### WYBRANY FRAGMENT

Elektrobudowa złożyła wniosek o ogłoszenie upadłości

Elektrobudowa rezygnuje z emisji akcji, złożyła wniosek o ogłoszenie upadłości – poinformowała spółka w komunikacie. Po ogłoszeniu upadłości, przedsiębiorstwo ma działać nadal pod zarządem syndyka. Elektrobudowa podała że złożyła wniosek o ogłoszenie upadłości w związku z trwałą utratą zdolności do wykonywania wymagalnych zobowiązań. Elektrobudowa prowadzi obecnie prace przy kontraktach i zleceniach o łącznej wartości umownej blisko 2,5 mld zł.

Elektrobudowa S. A. -to spółka posiadająca swoja siedzibę w Katowicach, notowana na Giełdzie Papierów Wartościowych od 1996 roku. Firma świadczy usługi z zakresu budowlano-montażowego. Jej działalność skupia się na realizacji prac elektroinstalacyjnych, realizuje inwestycje związane z przemysłem energetycznym w Polsce oraz budownictwem obiektów użyteczności publicznej np. budowa elektrowni atomowej w Finlandii. Firma posiada również cztery zakłady produkcyjne, w których wytwarzane urządzenia elektroenergetyczne. Skumulowane przychody ze sprzedaży zakładu sięgnęły aż 763, 5 mln zł w 2018r, a w 2019r. spadły do 381,5 mln zł.

######
### WYBRANE WIERSZE

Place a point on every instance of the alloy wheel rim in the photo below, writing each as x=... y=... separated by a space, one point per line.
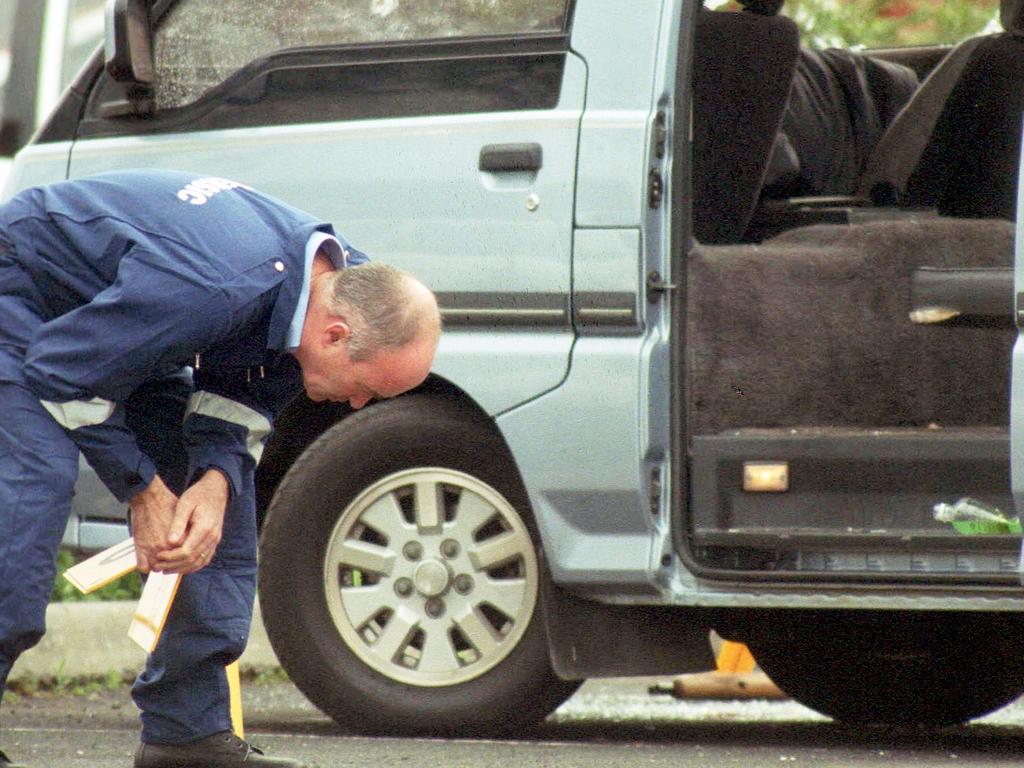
x=430 y=577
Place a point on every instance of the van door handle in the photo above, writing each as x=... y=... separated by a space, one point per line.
x=498 y=158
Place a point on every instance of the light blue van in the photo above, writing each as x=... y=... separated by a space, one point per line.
x=666 y=399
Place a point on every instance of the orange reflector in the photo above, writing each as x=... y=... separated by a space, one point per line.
x=766 y=476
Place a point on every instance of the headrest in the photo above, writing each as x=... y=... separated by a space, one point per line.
x=762 y=7
x=1012 y=16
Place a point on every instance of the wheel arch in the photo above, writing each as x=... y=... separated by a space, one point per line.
x=303 y=421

######

▸ **CO NALEŻY ZROBIĆ**
[1] Od którego roku Elektrobudowa jest notowana na Giełdzie Papierów Wartościowych według tekstu o Elektrobudowie?
[2] Rozwiń tekst o Elektrobudowie, dopisując jego dalszy ciąg po ostatnim zdaniu.
Wiersze nie mają żadnego związku z tekstem o Elektrobudowie.

▸ **ODPOWIEDZI**
[1] Od 1996 roku.

[2]
Pomimo rocznej walki o ratunek dla przedsiębiorstwa, w dniu 19.03.2020 Zarząd firmy zdecydował o rezygnacji z realizacji emisji akcji serii F (dokapitalizowania) oraz złożeniu wniosku o upadłość spółki.

Jak podaje Prezes Zarządu – Jacek Podgórski, decyzja ta była podyktowana wyczerpaniem możliwości dalszego finansowania działalności spółki, regulowania zobowiązań oraz brakiem porozumienia z bankami i instytucjami ubezpieczeniowymi.

Problemy Elektrobudowy rozpoczęły się wraz z zawarciem kontraktu z PKN Orlen w Płocku na budowę instalacji metatezy.  Realizacja zlecenia nie przebiegła jednak terminowo, w związku z tym na firmę zostały narzucone kary umowne, które znacznie zachwiały finansami firmy. To też spowodowało pogorszenie relacji z ubezpieczycielami i bankami, które odcięły spółce dostęp do finansowania.

Co więcej zaistniały napięte relacje z innym ogromnym koncernem energetycznym – Tauronem, który również zażądał od spółki wypłaty kar umownych związanych z budową elektrociepłowni w Tychach.

Pomimo trudności Elektrobudowa zdołała wygasić oba powstałe spory, a także zakończyć problemy związane ze związkami zawodowymi w Finlandii (gdzie także pojawiły się komplikacje).

Jednakże to nie zlikwidowało w całości kłopotów spółki, bowiem nadal konieczne było uspokojenie sprawy i odnowienie współpracy z bankami. Istotną kwestią była również emisja nowych akcji, gdyż firma utraciwszy znaczną część finansów, potrzebowała dodatkowych środków do dalszego rozwoju przedsiębiorstwa.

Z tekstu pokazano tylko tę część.